__Passage provided__.
As for the ‘reminder’ of a donation made by a Muslim community of Tours in 1996, 25 years ago, for the visit of John Paul II, which would justify a donation in return today, it is a complete joke. I don’t know why this Muslim community wanted to make this donation, if it is true, but in any case, this Muslim community has never financed the building of a church. The fact that the Tours diocese wants to appear as one of the financiers of the Tours mosque marks the end of its existence as a Catholic diocese. Let it apologize to its donors, if it still has the strength.

Other Catholics underscored that is one thing to help pay for the visit of a Pope to a local community, and another to fund the construction of a lasting place of worship. Such criticism has of course been fueled over the last years after a number of Islamic attacks hit France, including the cutting of the throat of an old priest, Fr. Jacques Hamel, while he was celebrating Mass, and another terrorist attack on Catholics in a church in Nice at the beginning of last year. But even without these tragic incidents, the presence of a growing and vital Muslim community in France, which benefits from local “anti-discrimination” laws, has led to fears and tensions.

It is a sign of the times that last year, president Emmanuel Macron joined a Muslim feast celebrating the end of Ramadan in June, but did not even send Christmas or Easter wishes to French Catholics in the last few months.

Questions were also raised about the diocese’s right to use funds given by Catholic donors for an object that is so obviously distant from the reasons for which they were given. The faithful contribute to the financing of Catholic worship in all its dimensions, including the upkeep of parish churches and diocesan buildings, and income for diocesan priests — not the funding of places of worship for other religions. The diocesan association of Tours official statutes laconically recall that its funds are to cover “the upkeep of worship.” Catholic worship, of course…

A local Catholic complained: “If I had wanted to fund the construction of a mosque, I would have done it myself directly.” Another remarked: “John Paul II went away, but the mosque will remain.”

__Tasks to complete__.
1. For each statement, say yes or no according to the passage about the Tours diocese, and quote the words from the passage that decide it. (a) The Muslim community of Tours made its donation in 1996 for the visit of John Paul II. (b) Emmanuel Macron sent Christmas wishes to French Catholics. (c) The official statutes of the Tours diocesan association say its funds are to cover the upkeep of worship.
2. According to the passage about the Tours diocese, who was the old priest whose throat was cut while he celebrated Mass?
3. Using the passage about the Tours diocese, explain why questions were raised about the diocese's right to use its donors' money for the mosque.
Rely only on the passage about the Tours diocese when answering.

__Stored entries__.
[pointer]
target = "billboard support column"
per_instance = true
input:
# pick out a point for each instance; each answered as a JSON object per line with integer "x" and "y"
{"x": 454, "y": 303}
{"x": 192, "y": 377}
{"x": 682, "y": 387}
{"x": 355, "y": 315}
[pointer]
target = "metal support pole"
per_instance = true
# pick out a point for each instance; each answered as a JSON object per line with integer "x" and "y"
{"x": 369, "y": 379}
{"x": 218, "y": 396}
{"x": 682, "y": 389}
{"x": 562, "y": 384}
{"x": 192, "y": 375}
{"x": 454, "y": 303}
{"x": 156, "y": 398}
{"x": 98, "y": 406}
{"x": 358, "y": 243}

__Task-by-task solutions__.
1.
(a) Yes: "a donation made by a Muslim community of Tours in 1996, 25 years ago, for the visit of John Paul II"
(b) No: "did not even send Christmas or Easter wishes to French Catholics in the last few months"
(c) Yes: "its funds are to cover “the upkeep of worship.”"

2. Fr. Jacques Hamel.

3. The faithful give money to finance Catholic worship, including the upkeep of parish churches and diocesan buildings and income for diocesan priests, not to fund places of worship for other religions. Paying for a mosque is therefore far from the reasons the money was given. The diocesan association's statutes also say its funds are to cover "the upkeep of worship."